GIVEN TEXT =
══════════════════════════════
And then secondly, it's just, as I've said earlier, we will continue to work to manage expenses appropriately and keep our expense discipline in place. Pete talked earlier about our credit position and we believe that we continue to have a very conservative approach to credit, and that has served us well through lots of cycles that if we do hit a recession, we believe we can perform well on a relative basis and maintain strong credit discipline and credit performance.

And then I think we've got a very good job in managing our capital and that remains a top priority in both using our capital to fund growth but offset a return appropriately to our shareholders. And then the things we talked about earlier, we'll continue to make progress on the hedging front, which I think will help over time and, as you alluded to, at some point, we do believe that that we're kind of on the verge of that, where we automated down our deposit costs and sort of reach an inflection point there. So there is these things that we can control and the things that we're focused on as a company.

Steven Alexopoulos -- JPMorgan -- Analyst

Okay, that's helpful. Curt, in terms of the CFO search now under way, it's still not clear to many of us, me included, why Muneera left the company. Is there any color you could share on this?

Curtis C. Farmer -- President & Chief Executive Officer

Yes, I think as we shared in the filings that we did you know obviously, Muneera has been longer with us. She didn't make a lot of very valuable contributions to our company, both -- and the CFO role and I think you know the prior to CFO, she was our Chief Accounting Officer for a number of years.
══════════════════════════════
YOUR GOAL = Write the next part of the earnings call transcript, picking up right after its last sentence.

RECORDED INFORMATION =
══════════════════════════════
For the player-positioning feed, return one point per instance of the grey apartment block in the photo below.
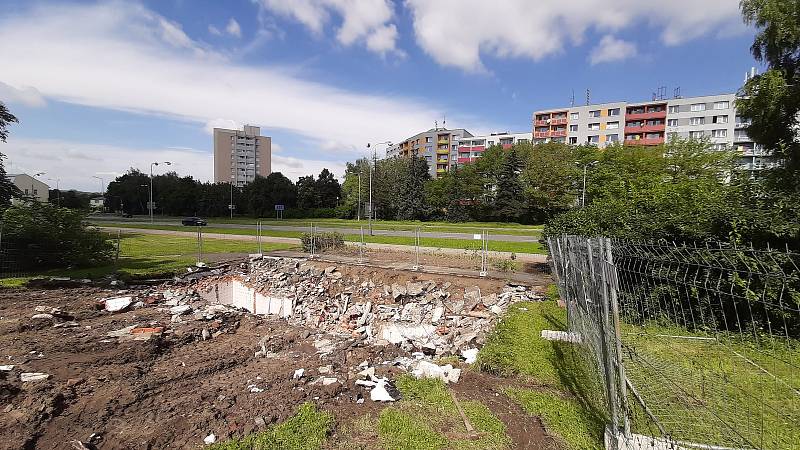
(240, 155)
══════════════════════════════
ANSWER FOR THE TASK =
I am in the process, as you would expect, as a new CEO, establishing my leadership team. We're very fortunate to have Jim Herzog who has a lot of experience with our company in the interim CFO role and we have launched a national search for a new CFO.

And the last thing I would say on Muneera; just would reemphasize what we said in our filing that there is nothing related to Muneera's approach or that was any issue -- no concerns or disagreement with our company, nothing, that she'd put in the financial, operational policy violation, nothing of that nature, whatsoever. And so we wish her well and remain very appreciative for her service to the bank.

Steven Alexopoulos -- JPMorgan -- Analyst

Okay. Thanks for taking my questions.

Operator

Your next question comes from the line of Erika Najarian with Bank of America.

Erika Najarian -- Bank of America -- Analyst

Hi, good morning.

Curtis C. Farmer -- President & Chief Executive Officer

Good morning, Erika.

Erika Najarian -- Bank of America -- Analyst

With your CET1 now at your -- at your floor and you noted that you want to -- you want to work with your current capital stack at this time. How should we think about buyback power from here relative to what you've repurchased in the past?

Curtis C. Farmer -- President & Chief Executive Officer

Jim?

James J. Herzog -- Executive Vice President and Interim Chief Financial Officer

Yes, we are pleased with -- that we did hit the 10% target at the end of the third quarter. And from this point forward, our share buyback is really going to be driven purely by a function of supporting the dividend, the capital needed to support loan growth and our earnings capabilities. And if you put all those to the model, I think you can back into what our share repurchase are going to be. We are at kind of a steady state right now on CET1, so it does make our share repurchase activity a little more predictable. But it's simply a function of those three factors I just mentioned going forward.

Erika Najarian -- Bank of America -- Analyst

Got it. And as a follow-up to that, is there a way that you could give us guardrails in terms of, if rates go down, what the impact is to the pension expenses and is that just -- is that the long end of the curve that we have to be more sensitive to?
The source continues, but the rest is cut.